Prompt:
Find the lines below holding the word "leaves" and copy each of them.

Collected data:
::::

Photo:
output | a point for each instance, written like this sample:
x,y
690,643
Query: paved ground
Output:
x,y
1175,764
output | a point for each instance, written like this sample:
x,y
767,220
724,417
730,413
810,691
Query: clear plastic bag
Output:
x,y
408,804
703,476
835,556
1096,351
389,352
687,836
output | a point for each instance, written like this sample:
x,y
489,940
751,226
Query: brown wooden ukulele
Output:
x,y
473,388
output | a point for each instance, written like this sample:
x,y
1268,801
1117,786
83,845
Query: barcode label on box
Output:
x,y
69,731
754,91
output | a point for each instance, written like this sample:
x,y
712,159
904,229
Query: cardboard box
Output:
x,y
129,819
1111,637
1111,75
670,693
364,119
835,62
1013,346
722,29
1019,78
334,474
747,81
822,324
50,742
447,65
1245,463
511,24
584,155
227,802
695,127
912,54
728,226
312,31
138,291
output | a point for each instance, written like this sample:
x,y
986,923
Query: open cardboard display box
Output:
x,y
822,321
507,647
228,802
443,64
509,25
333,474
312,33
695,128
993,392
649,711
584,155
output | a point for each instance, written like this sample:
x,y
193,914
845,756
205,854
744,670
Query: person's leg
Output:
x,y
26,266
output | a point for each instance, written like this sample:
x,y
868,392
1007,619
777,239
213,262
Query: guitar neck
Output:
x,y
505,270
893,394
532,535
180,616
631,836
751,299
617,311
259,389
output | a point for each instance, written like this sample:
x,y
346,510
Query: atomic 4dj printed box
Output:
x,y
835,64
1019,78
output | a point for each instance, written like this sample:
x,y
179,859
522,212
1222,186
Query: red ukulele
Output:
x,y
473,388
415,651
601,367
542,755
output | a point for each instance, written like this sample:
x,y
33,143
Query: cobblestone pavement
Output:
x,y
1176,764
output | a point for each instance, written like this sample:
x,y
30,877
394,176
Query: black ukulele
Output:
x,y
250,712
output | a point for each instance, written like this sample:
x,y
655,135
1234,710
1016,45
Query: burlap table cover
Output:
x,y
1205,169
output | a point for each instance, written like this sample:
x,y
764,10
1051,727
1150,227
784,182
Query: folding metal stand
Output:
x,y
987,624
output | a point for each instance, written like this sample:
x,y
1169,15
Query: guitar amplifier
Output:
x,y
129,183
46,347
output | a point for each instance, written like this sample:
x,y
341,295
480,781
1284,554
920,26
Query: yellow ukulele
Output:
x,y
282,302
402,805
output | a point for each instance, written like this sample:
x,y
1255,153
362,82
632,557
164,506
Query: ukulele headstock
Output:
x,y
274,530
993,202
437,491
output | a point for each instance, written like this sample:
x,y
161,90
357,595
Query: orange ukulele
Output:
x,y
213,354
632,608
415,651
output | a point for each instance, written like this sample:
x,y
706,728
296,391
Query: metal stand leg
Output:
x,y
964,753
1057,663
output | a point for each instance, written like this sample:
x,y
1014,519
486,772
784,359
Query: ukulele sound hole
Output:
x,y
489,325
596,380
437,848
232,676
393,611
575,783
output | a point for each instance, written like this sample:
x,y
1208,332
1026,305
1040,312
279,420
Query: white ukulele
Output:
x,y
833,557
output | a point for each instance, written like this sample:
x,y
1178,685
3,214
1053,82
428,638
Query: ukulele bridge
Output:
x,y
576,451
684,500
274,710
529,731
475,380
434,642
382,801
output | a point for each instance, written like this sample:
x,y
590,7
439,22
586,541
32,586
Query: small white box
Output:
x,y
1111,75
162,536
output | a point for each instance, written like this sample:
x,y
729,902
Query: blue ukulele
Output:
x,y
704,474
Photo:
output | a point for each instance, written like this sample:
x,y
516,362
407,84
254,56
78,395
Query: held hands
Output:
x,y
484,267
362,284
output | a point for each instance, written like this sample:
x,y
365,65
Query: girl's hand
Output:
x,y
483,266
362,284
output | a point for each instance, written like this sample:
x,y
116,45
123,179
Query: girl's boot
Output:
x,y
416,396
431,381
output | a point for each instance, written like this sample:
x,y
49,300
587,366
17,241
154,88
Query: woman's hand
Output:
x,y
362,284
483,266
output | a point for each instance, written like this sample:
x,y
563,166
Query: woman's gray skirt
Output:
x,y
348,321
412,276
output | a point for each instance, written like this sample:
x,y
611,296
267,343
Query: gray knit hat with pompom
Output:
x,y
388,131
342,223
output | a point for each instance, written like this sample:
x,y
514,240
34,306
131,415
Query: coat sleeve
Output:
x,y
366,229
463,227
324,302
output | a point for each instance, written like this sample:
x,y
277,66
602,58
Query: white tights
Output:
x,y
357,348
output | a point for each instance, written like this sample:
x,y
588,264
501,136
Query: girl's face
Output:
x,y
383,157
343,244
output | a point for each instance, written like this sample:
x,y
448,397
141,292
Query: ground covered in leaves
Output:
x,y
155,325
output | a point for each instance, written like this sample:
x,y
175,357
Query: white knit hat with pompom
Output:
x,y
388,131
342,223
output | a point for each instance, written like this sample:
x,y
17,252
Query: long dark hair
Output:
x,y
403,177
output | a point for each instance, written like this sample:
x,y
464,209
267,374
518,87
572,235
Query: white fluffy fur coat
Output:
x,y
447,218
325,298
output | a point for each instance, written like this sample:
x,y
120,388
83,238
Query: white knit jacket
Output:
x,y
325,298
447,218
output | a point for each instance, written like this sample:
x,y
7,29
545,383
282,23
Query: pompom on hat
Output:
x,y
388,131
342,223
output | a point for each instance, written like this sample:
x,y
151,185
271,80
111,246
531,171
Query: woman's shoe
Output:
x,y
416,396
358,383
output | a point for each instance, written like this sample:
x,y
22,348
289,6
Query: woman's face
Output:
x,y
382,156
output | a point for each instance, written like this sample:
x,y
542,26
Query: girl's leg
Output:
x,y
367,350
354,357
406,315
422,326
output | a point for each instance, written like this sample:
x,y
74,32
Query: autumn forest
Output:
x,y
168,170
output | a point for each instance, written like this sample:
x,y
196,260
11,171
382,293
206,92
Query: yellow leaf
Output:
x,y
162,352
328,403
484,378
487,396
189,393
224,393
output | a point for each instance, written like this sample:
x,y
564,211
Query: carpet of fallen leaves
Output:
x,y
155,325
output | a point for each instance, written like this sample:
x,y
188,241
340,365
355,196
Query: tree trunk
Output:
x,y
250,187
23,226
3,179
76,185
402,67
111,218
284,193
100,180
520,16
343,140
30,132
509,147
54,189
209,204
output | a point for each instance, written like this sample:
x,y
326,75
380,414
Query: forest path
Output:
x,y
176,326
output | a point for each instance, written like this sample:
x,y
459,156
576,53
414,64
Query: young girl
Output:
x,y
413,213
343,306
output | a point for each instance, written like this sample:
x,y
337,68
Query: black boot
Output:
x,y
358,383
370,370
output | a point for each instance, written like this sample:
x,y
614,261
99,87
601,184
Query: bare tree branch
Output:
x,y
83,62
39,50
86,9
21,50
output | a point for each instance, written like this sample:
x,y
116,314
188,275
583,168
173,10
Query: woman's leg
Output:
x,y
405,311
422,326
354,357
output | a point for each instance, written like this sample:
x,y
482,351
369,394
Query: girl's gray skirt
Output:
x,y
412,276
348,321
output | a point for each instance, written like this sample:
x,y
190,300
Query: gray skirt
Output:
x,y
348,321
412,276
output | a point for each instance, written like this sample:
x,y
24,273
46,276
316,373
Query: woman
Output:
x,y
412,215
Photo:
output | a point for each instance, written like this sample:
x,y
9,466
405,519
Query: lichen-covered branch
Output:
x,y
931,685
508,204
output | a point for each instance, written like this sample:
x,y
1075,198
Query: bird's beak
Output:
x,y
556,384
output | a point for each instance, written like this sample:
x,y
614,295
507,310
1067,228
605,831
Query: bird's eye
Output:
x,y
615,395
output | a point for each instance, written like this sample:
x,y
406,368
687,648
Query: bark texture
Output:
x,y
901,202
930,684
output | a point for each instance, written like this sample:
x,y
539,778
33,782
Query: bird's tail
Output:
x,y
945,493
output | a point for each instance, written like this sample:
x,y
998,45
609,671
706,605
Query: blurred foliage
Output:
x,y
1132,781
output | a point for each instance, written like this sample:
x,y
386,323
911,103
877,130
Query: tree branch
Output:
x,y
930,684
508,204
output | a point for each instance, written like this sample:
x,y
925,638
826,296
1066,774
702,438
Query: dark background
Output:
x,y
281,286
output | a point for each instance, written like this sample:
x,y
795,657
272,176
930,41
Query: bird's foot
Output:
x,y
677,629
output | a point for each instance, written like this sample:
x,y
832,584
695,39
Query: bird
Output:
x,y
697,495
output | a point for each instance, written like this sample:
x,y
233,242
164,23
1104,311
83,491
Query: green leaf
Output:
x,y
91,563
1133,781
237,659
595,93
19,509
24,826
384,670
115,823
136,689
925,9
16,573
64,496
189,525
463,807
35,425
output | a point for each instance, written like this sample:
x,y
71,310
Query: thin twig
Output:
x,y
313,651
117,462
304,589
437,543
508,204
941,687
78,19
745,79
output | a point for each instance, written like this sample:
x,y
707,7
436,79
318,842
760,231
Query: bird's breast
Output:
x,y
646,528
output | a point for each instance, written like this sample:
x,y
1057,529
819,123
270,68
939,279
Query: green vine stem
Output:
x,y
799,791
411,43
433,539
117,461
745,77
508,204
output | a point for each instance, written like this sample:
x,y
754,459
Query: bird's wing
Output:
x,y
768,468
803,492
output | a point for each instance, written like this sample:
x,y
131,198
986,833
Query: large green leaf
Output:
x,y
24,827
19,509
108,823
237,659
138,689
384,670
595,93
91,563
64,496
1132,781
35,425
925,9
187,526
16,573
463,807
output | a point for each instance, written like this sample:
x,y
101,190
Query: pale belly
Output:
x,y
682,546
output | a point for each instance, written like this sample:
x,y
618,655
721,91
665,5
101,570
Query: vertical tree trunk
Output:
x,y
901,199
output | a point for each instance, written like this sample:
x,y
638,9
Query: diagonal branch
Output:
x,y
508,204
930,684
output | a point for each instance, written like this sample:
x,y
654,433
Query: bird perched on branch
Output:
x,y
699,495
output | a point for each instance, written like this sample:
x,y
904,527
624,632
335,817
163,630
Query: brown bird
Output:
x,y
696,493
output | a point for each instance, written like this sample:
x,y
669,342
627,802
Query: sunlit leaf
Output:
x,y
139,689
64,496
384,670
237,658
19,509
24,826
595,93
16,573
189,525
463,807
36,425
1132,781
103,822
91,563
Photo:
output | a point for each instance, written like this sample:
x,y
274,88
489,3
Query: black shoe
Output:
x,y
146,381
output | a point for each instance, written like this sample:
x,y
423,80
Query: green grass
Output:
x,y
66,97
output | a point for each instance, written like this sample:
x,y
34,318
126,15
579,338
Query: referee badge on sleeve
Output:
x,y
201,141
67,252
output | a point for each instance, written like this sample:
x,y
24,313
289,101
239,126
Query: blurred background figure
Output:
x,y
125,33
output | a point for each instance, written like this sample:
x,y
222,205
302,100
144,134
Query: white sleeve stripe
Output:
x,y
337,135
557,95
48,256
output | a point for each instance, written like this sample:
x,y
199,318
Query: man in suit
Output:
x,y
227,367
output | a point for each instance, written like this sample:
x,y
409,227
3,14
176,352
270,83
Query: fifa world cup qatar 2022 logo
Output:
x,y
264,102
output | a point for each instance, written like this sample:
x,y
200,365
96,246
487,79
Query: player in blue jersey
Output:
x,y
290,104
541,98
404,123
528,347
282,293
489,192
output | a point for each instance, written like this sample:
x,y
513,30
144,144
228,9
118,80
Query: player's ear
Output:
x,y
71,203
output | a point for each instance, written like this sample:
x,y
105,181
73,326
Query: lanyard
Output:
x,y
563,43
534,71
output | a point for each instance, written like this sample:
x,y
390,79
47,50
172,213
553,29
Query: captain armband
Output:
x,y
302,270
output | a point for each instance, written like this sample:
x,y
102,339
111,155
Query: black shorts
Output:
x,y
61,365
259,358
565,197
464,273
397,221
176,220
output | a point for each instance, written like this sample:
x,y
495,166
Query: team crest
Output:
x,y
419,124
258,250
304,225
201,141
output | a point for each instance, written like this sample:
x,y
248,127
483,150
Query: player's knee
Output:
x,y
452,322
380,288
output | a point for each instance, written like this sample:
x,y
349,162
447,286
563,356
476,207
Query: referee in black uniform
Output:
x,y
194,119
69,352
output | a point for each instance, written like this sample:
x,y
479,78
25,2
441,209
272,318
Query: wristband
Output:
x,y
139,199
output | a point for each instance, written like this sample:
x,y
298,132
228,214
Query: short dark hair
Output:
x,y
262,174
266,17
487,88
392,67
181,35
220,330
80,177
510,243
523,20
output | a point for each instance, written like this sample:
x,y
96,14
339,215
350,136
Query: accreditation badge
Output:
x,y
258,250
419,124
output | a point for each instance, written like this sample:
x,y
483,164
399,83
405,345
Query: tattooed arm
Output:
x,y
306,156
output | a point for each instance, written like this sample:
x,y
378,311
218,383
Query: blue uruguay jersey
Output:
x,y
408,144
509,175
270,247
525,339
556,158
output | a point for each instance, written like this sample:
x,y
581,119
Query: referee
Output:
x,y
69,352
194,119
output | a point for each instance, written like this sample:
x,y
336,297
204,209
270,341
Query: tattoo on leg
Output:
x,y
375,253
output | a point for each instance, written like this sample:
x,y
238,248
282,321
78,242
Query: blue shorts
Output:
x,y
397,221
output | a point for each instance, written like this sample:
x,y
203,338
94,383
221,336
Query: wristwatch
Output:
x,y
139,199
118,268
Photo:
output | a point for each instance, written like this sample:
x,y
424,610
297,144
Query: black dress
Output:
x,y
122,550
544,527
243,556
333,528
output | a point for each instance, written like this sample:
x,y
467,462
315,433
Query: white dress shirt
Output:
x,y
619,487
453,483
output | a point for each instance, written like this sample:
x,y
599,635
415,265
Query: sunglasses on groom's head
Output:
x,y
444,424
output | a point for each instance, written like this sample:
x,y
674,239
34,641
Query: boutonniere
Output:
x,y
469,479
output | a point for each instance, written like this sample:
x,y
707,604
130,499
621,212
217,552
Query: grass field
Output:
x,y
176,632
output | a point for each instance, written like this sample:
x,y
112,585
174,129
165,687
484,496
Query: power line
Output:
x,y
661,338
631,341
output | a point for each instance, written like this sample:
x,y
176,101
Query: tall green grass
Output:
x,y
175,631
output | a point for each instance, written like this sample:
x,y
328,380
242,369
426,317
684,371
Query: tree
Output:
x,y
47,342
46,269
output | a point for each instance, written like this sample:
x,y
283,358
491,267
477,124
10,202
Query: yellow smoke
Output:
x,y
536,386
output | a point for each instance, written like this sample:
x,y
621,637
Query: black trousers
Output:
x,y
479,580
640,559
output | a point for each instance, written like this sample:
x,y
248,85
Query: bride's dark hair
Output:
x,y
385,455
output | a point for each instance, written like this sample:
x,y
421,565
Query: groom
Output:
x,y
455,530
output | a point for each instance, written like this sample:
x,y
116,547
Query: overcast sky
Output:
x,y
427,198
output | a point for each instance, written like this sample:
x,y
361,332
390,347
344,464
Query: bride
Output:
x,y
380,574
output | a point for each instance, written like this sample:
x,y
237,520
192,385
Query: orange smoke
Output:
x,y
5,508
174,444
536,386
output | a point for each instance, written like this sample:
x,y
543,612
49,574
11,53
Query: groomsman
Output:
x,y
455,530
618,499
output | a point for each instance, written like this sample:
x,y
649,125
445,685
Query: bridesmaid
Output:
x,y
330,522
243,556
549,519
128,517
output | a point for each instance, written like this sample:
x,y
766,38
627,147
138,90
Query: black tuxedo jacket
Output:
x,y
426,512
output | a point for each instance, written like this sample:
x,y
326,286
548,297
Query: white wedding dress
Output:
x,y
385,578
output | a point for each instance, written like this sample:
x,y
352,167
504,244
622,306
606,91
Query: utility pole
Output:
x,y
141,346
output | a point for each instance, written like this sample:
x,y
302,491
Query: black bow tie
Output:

::::

Answer to this exercise:
Query: ground covered in leaves
Query: carpet of fallen leaves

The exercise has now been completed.